Background. Although many surgical strategies have been used to reduce the anastomotic leak (AL) rate after laparoscopic rectal cancer surgery, limited data are available on the risk factors for AL and the effective strategy to reduce AL. Methods. The present study enrolled 736 consecutive patients who underwent laparoscopic resection without a diverting stoma for rectal adenocarcinoma. A nomogram was constructed to predict AL. Based on the nomogram, personalized risk was calculated and sequential surgical strategies were monitored using risk-adjusted cumulative sum (RA-CUSUM) analysis. Results. Among the 736 patients, clinical AL occurred in 65 patients (8.8%). Sex, an American Society of Anesthesiologists score, operation time, blood transfusion, and tumor location were identified as significant predictive factors for AL. Based on these factors, a nomogram was created to predict AL, with a concordance index (C-index) of 0.753 (95% confidence interval, 0.690–0.816). A calibration plot showed good statistical performance on internal validation (bias-corrected C-index of 0.742). The RA-CUSUM curve showed that extended splenic flexure mobilization (SFM) could be the most influential strategy to reduce AL. Conclusions. Our nomogram for predicting AL after laparoscopic rectal cancer surgery might be helpful to identify the individual risk of AL. Furthermore, extended SFM might be the most appropriate strategy for reducing AL.
==*==
▶ **Exercise 1**:
List the factors that the rectal cancer surgery abstract identifies as significant predictors of anastomotic leak.
▶ **Exercise 2**:
Summarize the rectal cancer surgery abstract in two sentences.
▶ **Exercise 3**:
Extend the rectal cancer surgery abstract past its final sentence.
The items after this abstract play no part in this work.
==*==
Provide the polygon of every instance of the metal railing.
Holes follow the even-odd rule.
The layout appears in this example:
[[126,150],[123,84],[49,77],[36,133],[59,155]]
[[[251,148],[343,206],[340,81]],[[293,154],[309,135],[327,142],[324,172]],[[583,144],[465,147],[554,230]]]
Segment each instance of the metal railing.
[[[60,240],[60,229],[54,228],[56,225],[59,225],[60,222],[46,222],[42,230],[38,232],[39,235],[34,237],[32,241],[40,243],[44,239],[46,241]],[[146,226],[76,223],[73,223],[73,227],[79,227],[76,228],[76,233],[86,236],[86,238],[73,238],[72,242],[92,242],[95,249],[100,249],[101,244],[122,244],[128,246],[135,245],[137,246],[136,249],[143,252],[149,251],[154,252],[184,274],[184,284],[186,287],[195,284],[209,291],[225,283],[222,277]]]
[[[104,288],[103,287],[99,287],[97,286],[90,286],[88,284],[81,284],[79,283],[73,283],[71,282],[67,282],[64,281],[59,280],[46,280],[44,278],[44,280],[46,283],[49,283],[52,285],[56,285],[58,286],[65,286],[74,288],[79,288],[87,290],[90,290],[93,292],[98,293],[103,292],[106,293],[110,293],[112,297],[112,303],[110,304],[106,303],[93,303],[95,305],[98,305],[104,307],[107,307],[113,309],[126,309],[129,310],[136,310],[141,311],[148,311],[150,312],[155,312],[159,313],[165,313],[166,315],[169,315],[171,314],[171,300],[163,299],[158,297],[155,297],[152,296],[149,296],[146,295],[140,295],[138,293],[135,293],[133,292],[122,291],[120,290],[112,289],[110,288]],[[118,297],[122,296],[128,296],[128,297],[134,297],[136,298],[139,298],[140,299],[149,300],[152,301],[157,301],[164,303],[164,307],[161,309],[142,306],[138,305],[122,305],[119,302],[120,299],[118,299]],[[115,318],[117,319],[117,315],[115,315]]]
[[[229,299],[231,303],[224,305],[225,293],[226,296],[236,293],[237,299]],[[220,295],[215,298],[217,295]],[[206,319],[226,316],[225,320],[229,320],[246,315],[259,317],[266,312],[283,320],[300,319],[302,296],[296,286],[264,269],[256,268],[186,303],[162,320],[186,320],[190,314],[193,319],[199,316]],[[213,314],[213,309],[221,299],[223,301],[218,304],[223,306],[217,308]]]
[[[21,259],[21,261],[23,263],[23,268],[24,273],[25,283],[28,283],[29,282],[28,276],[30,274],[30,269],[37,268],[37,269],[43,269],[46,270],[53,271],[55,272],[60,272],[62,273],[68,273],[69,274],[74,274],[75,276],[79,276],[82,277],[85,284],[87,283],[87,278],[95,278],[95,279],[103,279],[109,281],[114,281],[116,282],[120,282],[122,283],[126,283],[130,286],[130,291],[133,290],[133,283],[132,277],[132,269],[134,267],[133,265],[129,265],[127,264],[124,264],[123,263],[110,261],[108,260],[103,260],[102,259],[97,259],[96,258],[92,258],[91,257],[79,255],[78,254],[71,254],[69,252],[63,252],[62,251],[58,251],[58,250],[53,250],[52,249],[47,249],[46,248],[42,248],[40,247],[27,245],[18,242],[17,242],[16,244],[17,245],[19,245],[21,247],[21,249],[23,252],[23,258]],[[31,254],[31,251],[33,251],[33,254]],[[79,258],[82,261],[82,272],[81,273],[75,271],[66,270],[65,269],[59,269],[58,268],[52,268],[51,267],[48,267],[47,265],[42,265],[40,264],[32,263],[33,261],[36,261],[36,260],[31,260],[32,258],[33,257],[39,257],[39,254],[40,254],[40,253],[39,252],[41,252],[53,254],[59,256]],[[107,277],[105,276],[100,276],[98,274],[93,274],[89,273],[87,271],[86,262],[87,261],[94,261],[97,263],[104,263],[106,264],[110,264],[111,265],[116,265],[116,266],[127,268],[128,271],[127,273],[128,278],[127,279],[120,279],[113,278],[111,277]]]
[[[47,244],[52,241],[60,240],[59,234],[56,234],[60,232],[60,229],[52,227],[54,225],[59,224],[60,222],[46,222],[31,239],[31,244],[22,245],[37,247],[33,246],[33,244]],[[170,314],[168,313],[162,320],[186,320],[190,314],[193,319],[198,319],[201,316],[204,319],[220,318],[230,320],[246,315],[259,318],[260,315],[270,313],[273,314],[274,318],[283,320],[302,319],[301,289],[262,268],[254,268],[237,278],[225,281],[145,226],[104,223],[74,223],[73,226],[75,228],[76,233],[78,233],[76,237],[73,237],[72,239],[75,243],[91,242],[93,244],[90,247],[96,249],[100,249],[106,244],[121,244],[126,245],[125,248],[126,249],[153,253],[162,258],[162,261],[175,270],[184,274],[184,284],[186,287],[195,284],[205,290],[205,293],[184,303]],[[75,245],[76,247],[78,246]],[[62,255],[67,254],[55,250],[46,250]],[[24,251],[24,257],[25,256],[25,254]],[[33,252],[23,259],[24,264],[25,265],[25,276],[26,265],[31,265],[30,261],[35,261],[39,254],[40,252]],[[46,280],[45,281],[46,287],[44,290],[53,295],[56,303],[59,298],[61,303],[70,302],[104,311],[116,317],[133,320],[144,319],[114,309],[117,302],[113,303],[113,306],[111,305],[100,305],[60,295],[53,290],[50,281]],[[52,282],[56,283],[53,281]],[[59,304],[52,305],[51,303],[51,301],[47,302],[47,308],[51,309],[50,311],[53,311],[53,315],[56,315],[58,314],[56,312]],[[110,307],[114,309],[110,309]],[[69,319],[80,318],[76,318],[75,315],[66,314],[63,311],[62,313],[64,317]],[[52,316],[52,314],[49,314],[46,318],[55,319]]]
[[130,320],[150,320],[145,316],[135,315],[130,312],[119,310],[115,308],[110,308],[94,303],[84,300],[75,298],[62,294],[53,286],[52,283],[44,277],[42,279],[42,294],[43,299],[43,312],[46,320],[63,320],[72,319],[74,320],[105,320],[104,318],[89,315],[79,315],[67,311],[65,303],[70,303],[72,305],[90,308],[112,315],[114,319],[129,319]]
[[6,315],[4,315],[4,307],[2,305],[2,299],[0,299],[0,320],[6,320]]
==*==
▶ **Exercise output 1**:
Sex
American Society of Anesthesiologists score
Operation time
Blood transfusion
Tumor location

▶ **Exercise output 2**:
Among 736 consecutive patients who had laparoscopic resection without a diverting stoma for rectal adenocarcinoma, clinical anastomotic leak occurred in 65 (8.8%), with sex, American Society of Anesthesiologists score, operation time, blood transfusion, and tumor location as significant predictors. A nomogram built on these factors predicted leak with a C-index of 0.753, and risk-adjusted CUSUM analysis suggested that extended splenic flexure mobilization might be the most appropriate strategy for reducing leaks.

▶ **Exercise output 3**:
1. Introduction

Colorectal cancer (CRC) is a major cause of cancer mortality and morbidity, and it has been reported that this cancer contributes to approximately 10% of the cancer mortality rate [1]. The introduction of total mesorectal excision (TME) and preoperative chemoradiotherapy (CRT) for rectal cancer has dramatically improved the oncological outcome, especially in terms of local recurrence [2, 3]. The use of abdominoperineal resection (APR) varies widely across the world, and its use has been constantly decreasing. It is believed that TME and preoperative CRT have increased the rate of sphincter preservation in patients with mid-to-low rectal cancer [46]. The use of sphincter-preserving surgery has increased, and this might contribute to an increase in the incidence of anastomotic leakage (AL) [7]. AL is an important factor that can not only increase the postoperative morbidity and mortality rates but also reduce the quality of life [8, 9]. Furthermore, its influence on the oncological outcome is debatable, and some authors have suggested that AL might be associated with an increase in the local recurrence rate and a reduction in cancer-related survival [10, 11]. The incidence of AL after rectal anastomosis has been reported to vary from 3% to 21%, with higher rates after emergency surgery [1218].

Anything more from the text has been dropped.